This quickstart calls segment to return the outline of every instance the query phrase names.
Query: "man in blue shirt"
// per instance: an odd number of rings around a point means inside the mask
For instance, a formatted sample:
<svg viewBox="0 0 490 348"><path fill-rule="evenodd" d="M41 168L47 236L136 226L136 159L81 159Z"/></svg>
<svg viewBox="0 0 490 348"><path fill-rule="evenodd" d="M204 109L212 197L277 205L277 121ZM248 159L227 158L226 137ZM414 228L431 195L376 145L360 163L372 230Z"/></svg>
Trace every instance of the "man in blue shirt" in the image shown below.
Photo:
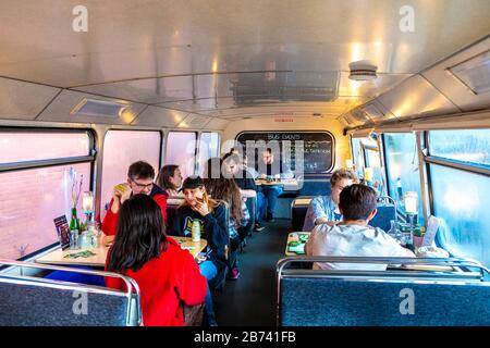
<svg viewBox="0 0 490 348"><path fill-rule="evenodd" d="M342 221L339 210L340 194L344 187L357 183L356 174L350 170L336 170L330 178L331 196L315 197L306 211L303 231L311 231L316 225Z"/></svg>
<svg viewBox="0 0 490 348"><path fill-rule="evenodd" d="M279 164L279 165L278 165ZM260 173L260 171L262 171ZM294 174L291 170L286 169L282 161L274 163L274 153L272 149L267 148L262 152L262 163L258 167L259 178L270 178L270 179L281 179L281 178L293 178ZM259 200L259 207L261 208L259 214L266 213L264 217L265 221L273 221L275 204L278 203L278 197L282 194L283 188L280 184L278 185L261 185L260 191L264 195L264 199L267 201L267 211L264 211L264 206L260 204L260 194L257 196Z"/></svg>

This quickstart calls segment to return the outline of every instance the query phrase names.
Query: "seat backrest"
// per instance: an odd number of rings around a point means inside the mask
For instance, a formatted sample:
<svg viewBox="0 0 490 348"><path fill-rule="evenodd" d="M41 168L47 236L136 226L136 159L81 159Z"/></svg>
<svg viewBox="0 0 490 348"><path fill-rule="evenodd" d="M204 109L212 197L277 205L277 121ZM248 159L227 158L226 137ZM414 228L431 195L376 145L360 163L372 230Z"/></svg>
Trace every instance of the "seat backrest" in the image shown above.
<svg viewBox="0 0 490 348"><path fill-rule="evenodd" d="M0 263L20 265L19 262ZM9 261L10 262L10 261ZM22 266L71 272L69 268L22 262ZM73 272L81 272L75 270ZM136 293L69 282L0 274L0 326L126 326L140 324L139 290L127 277L109 272L82 273L130 281ZM127 283L126 283L127 284ZM131 316L137 307L137 319Z"/></svg>
<svg viewBox="0 0 490 348"><path fill-rule="evenodd" d="M279 278L278 323L294 326L490 325L490 284L324 274Z"/></svg>
<svg viewBox="0 0 490 348"><path fill-rule="evenodd" d="M281 325L490 325L489 284L291 277L281 288ZM404 312L408 294L413 314Z"/></svg>
<svg viewBox="0 0 490 348"><path fill-rule="evenodd" d="M248 224L244 227L244 235L247 236L255 226L255 213L257 211L257 197L247 197L245 200L245 204L247 206L248 213L250 215L250 220Z"/></svg>
<svg viewBox="0 0 490 348"><path fill-rule="evenodd" d="M372 227L379 227L384 232L390 231L390 221L396 221L396 207L392 203L379 203L378 212L375 217L369 222Z"/></svg>
<svg viewBox="0 0 490 348"><path fill-rule="evenodd" d="M291 225L293 231L302 231L306 212L314 196L299 196L291 203Z"/></svg>

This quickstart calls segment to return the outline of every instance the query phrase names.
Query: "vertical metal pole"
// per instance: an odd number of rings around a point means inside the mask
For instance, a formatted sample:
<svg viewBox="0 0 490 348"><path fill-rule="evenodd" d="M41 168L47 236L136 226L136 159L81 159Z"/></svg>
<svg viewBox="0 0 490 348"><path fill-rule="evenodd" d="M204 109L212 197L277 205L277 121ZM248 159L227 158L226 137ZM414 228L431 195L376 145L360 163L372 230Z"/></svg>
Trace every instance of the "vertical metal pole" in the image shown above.
<svg viewBox="0 0 490 348"><path fill-rule="evenodd" d="M422 199L422 211L424 211L424 225L427 227L427 221L428 216L430 214L429 204L428 204L428 189L427 189L427 172L426 172L426 161L425 161L425 148L422 147L422 133L416 132L416 141L417 141L417 152L418 152L418 173L420 175L420 191L421 191L421 199Z"/></svg>

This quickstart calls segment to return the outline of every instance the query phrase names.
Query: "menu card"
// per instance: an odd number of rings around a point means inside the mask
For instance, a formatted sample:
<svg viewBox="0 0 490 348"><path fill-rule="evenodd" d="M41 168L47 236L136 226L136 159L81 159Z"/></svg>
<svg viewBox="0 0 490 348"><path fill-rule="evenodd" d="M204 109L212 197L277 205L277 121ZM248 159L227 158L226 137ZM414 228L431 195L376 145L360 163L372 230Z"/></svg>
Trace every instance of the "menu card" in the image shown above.
<svg viewBox="0 0 490 348"><path fill-rule="evenodd" d="M438 228L439 228L439 220L436 216L430 216L429 217L429 222L427 224L427 231L426 234L424 236L424 240L421 246L426 247L426 246L431 246L433 240L436 239L436 234L438 233Z"/></svg>
<svg viewBox="0 0 490 348"><path fill-rule="evenodd" d="M70 247L70 226L66 221L66 215L54 219L54 226L57 228L58 239L60 239L61 249Z"/></svg>

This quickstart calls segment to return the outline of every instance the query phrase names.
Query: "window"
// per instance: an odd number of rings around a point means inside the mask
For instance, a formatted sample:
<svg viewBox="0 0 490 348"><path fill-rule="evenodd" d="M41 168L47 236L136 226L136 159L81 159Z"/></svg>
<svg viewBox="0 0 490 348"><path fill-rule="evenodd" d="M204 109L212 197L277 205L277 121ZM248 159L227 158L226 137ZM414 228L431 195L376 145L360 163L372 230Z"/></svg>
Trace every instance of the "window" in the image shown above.
<svg viewBox="0 0 490 348"><path fill-rule="evenodd" d="M360 138L352 138L352 153L354 157L353 161L356 174L358 177L363 177L365 163L363 148L360 146Z"/></svg>
<svg viewBox="0 0 490 348"><path fill-rule="evenodd" d="M176 164L185 178L194 174L196 163L196 133L170 132L167 139L166 164Z"/></svg>
<svg viewBox="0 0 490 348"><path fill-rule="evenodd" d="M160 170L160 132L109 130L103 140L101 219L112 198L114 185L127 181L127 169L136 161L154 166L155 177Z"/></svg>
<svg viewBox="0 0 490 348"><path fill-rule="evenodd" d="M204 174L205 164L208 159L219 157L220 135L218 133L201 133L199 141L199 161L197 162L197 173Z"/></svg>
<svg viewBox="0 0 490 348"><path fill-rule="evenodd" d="M433 214L442 219L439 241L455 256L490 266L490 179L431 164Z"/></svg>
<svg viewBox="0 0 490 348"><path fill-rule="evenodd" d="M490 129L431 130L431 156L490 166Z"/></svg>
<svg viewBox="0 0 490 348"><path fill-rule="evenodd" d="M490 265L490 129L428 133L433 214L442 220L439 243L451 253ZM436 163L433 157L437 157ZM445 166L446 164L448 166ZM458 165L462 165L457 169ZM455 167L454 167L455 166Z"/></svg>
<svg viewBox="0 0 490 348"><path fill-rule="evenodd" d="M0 258L58 243L53 220L71 217L70 171L83 175L83 191L90 189L90 142L87 132L0 129ZM70 163L74 158L82 163Z"/></svg>
<svg viewBox="0 0 490 348"><path fill-rule="evenodd" d="M19 163L88 154L90 138L86 132L44 132L36 134L0 130L1 163Z"/></svg>
<svg viewBox="0 0 490 348"><path fill-rule="evenodd" d="M376 138L353 138L352 144L357 177L366 178L365 169L369 169L372 177L369 177L367 184L373 186L379 195L384 196L387 188L378 141Z"/></svg>
<svg viewBox="0 0 490 348"><path fill-rule="evenodd" d="M389 195L396 200L397 208L404 212L404 194L407 191L416 191L418 195L418 221L420 224L424 224L422 196L415 134L384 134L383 141Z"/></svg>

______

• Instructions for the task
Turn the material above into a JSON list of strings with one entry per line, skipping blank lines and leaving out the pictures.

• Output below
[
  "This quickstart calls segment to return the outline of every instance the query phrase names.",
  "Query: \"man in blue shirt\"",
  "// per instance: an odd number of rings around a point means inside the mask",
  "For instance, a formatted sample:",
  "<svg viewBox=\"0 0 490 348\"><path fill-rule=\"evenodd\" d=\"M41 168L47 236L136 226L136 159L81 159Z\"/></svg>",
  "<svg viewBox=\"0 0 490 348\"><path fill-rule=\"evenodd\" d=\"M204 109L212 197L277 205L277 121ZM248 159L227 158L226 137ZM414 228L431 195L376 145L360 163L372 230Z\"/></svg>",
  "Trace every instance of the \"man in blue shirt\" in the image shown below.",
  "Photo:",
  "<svg viewBox=\"0 0 490 348\"><path fill-rule=\"evenodd\" d=\"M342 221L339 210L340 194L344 187L357 183L356 174L350 170L336 170L330 178L331 196L315 197L306 211L303 231L311 231L316 225Z\"/></svg>",
  "<svg viewBox=\"0 0 490 348\"><path fill-rule=\"evenodd\" d=\"M279 164L279 165L278 165ZM260 173L260 171L262 171ZM294 174L291 170L286 169L282 161L274 163L274 153L272 149L267 148L262 152L262 163L258 167L259 178L270 178L270 179L281 179L281 178L293 178ZM259 200L259 207L261 208L259 214L266 213L264 217L265 221L273 221L275 204L278 203L278 197L282 194L283 188L280 184L278 185L261 185L260 191L264 195L264 199L267 201L267 211L264 211L264 206L260 204L260 194L257 196Z\"/></svg>",
  "This quickstart calls segment to return the outline of every instance the query phrase names.",
  "Query: \"seat backrest\"",
  "// per instance: an odd number of rings around a point means inside the mask",
  "For instance, a formatted sample:",
  "<svg viewBox=\"0 0 490 348\"><path fill-rule=\"evenodd\" d=\"M41 168L47 236L136 226L136 159L81 159Z\"/></svg>",
  "<svg viewBox=\"0 0 490 348\"><path fill-rule=\"evenodd\" d=\"M204 109L212 197L277 205L277 121ZM248 159L227 158L226 137ZM414 228L431 195L376 145L360 163L372 230Z\"/></svg>",
  "Trace every instance of the \"seat backrest\" in the image shown above.",
  "<svg viewBox=\"0 0 490 348\"><path fill-rule=\"evenodd\" d=\"M0 263L20 265L19 262ZM9 261L10 262L10 261ZM22 266L71 272L69 268L22 262ZM73 272L81 272L75 270ZM136 293L69 282L0 274L0 326L126 326L140 324L139 290L127 277L109 272L82 273L130 281ZM127 283L126 283L127 284ZM131 316L137 307L137 319Z\"/></svg>",
  "<svg viewBox=\"0 0 490 348\"><path fill-rule=\"evenodd\" d=\"M279 278L278 323L294 326L490 325L490 284L324 274Z\"/></svg>",
  "<svg viewBox=\"0 0 490 348\"><path fill-rule=\"evenodd\" d=\"M281 325L490 325L489 284L291 277L281 288ZM404 312L408 294L413 314Z\"/></svg>",
  "<svg viewBox=\"0 0 490 348\"><path fill-rule=\"evenodd\" d=\"M248 224L244 227L244 235L247 236L255 226L255 213L257 211L257 197L247 197L245 200L245 204L247 206L248 213L250 215L250 220Z\"/></svg>",
  "<svg viewBox=\"0 0 490 348\"><path fill-rule=\"evenodd\" d=\"M372 227L379 227L384 232L390 231L390 221L396 221L396 207L392 203L379 203L378 212L375 217L369 222Z\"/></svg>",
  "<svg viewBox=\"0 0 490 348\"><path fill-rule=\"evenodd\" d=\"M291 225L293 231L302 231L306 212L314 196L299 196L291 203Z\"/></svg>",
  "This quickstart calls segment to return the outline of every instance the query phrase names.",
  "Query: \"vertical metal pole\"",
  "// per instance: an odd number of rings around a point means inside the mask",
  "For instance, a formatted sample:",
  "<svg viewBox=\"0 0 490 348\"><path fill-rule=\"evenodd\" d=\"M41 168L47 236L136 226L136 159L81 159Z\"/></svg>",
  "<svg viewBox=\"0 0 490 348\"><path fill-rule=\"evenodd\" d=\"M204 109L212 197L277 205L277 121ZM248 159L227 158L226 137ZM414 228L431 195L376 145L360 163L372 230Z\"/></svg>",
  "Trace every instance of the \"vertical metal pole\" in the image shown above.",
  "<svg viewBox=\"0 0 490 348\"><path fill-rule=\"evenodd\" d=\"M422 199L422 211L424 211L424 225L427 227L427 221L428 216L430 214L429 204L428 204L428 189L427 189L427 172L426 172L426 161L425 161L425 148L422 147L422 133L416 132L416 141L417 141L417 152L418 152L418 173L420 175L420 191L421 191L421 199Z\"/></svg>",
  "This quickstart calls segment to return the outline of every instance the query phrase names.",
  "Query: \"menu card\"",
  "// per instance: an odd number of rings around a point means inside the mask",
  "For instance, a formatted sample:",
  "<svg viewBox=\"0 0 490 348\"><path fill-rule=\"evenodd\" d=\"M41 168L47 236L136 226L136 159L81 159Z\"/></svg>",
  "<svg viewBox=\"0 0 490 348\"><path fill-rule=\"evenodd\" d=\"M204 109L212 197L277 205L277 121ZM248 159L227 158L226 137ZM414 228L431 195L376 145L360 163L372 230Z\"/></svg>",
  "Trace every instance of the \"menu card\" in the image shown above.",
  "<svg viewBox=\"0 0 490 348\"><path fill-rule=\"evenodd\" d=\"M438 228L439 228L439 220L436 216L430 216L429 217L429 222L427 224L427 231L426 234L424 236L424 240L421 246L426 247L426 246L431 246L433 240L436 239L436 234L438 233Z\"/></svg>",
  "<svg viewBox=\"0 0 490 348\"><path fill-rule=\"evenodd\" d=\"M70 247L70 226L66 221L66 215L54 219L54 226L57 228L58 239L60 239L61 249Z\"/></svg>",
  "This quickstart calls segment to return the outline of every instance the query phrase names.",
  "Query: \"window\"",
  "// per instance: an odd number of rings around a point means inside the mask",
  "For instance, a formatted sample:",
  "<svg viewBox=\"0 0 490 348\"><path fill-rule=\"evenodd\" d=\"M41 168L47 236L136 226L136 159L81 159Z\"/></svg>",
  "<svg viewBox=\"0 0 490 348\"><path fill-rule=\"evenodd\" d=\"M204 109L212 197L277 205L277 121ZM248 159L227 158L226 137ZM414 228L431 195L376 145L360 163L372 230Z\"/></svg>",
  "Trace every instance of the \"window\" in the image shown above.",
  "<svg viewBox=\"0 0 490 348\"><path fill-rule=\"evenodd\" d=\"M360 138L352 138L352 153L354 157L353 161L356 174L358 177L363 177L365 163L363 148L360 146Z\"/></svg>",
  "<svg viewBox=\"0 0 490 348\"><path fill-rule=\"evenodd\" d=\"M176 164L185 178L194 174L196 163L196 133L170 132L167 139L166 164Z\"/></svg>",
  "<svg viewBox=\"0 0 490 348\"><path fill-rule=\"evenodd\" d=\"M160 170L160 132L109 130L103 140L101 219L112 198L114 185L127 181L127 169L136 161L154 166L155 177Z\"/></svg>",
  "<svg viewBox=\"0 0 490 348\"><path fill-rule=\"evenodd\" d=\"M204 174L205 164L208 159L219 157L220 135L218 133L201 133L199 141L199 161L197 162L197 173Z\"/></svg>",
  "<svg viewBox=\"0 0 490 348\"><path fill-rule=\"evenodd\" d=\"M433 214L442 219L439 241L455 256L490 266L490 179L431 164Z\"/></svg>",
  "<svg viewBox=\"0 0 490 348\"><path fill-rule=\"evenodd\" d=\"M490 129L431 130L431 156L490 166Z\"/></svg>",
  "<svg viewBox=\"0 0 490 348\"><path fill-rule=\"evenodd\" d=\"M490 265L490 129L428 133L433 214L442 220L439 243L451 253ZM436 163L433 157L437 157ZM445 166L446 164L448 166ZM458 165L462 165L457 169ZM455 167L454 167L455 166Z\"/></svg>",
  "<svg viewBox=\"0 0 490 348\"><path fill-rule=\"evenodd\" d=\"M0 258L58 243L53 220L71 217L70 171L83 175L83 191L90 189L90 142L87 132L0 129ZM70 163L74 158L82 163Z\"/></svg>",
  "<svg viewBox=\"0 0 490 348\"><path fill-rule=\"evenodd\" d=\"M19 163L88 154L90 138L86 132L44 132L36 134L0 130L1 163Z\"/></svg>",
  "<svg viewBox=\"0 0 490 348\"><path fill-rule=\"evenodd\" d=\"M376 138L353 138L352 144L357 177L366 178L365 169L369 169L372 177L369 177L367 184L373 186L379 195L384 196L387 188L378 141Z\"/></svg>",
  "<svg viewBox=\"0 0 490 348\"><path fill-rule=\"evenodd\" d=\"M389 195L396 200L397 208L404 212L404 194L407 191L416 191L418 195L418 221L420 224L424 224L422 196L415 134L384 134L383 141Z\"/></svg>"
]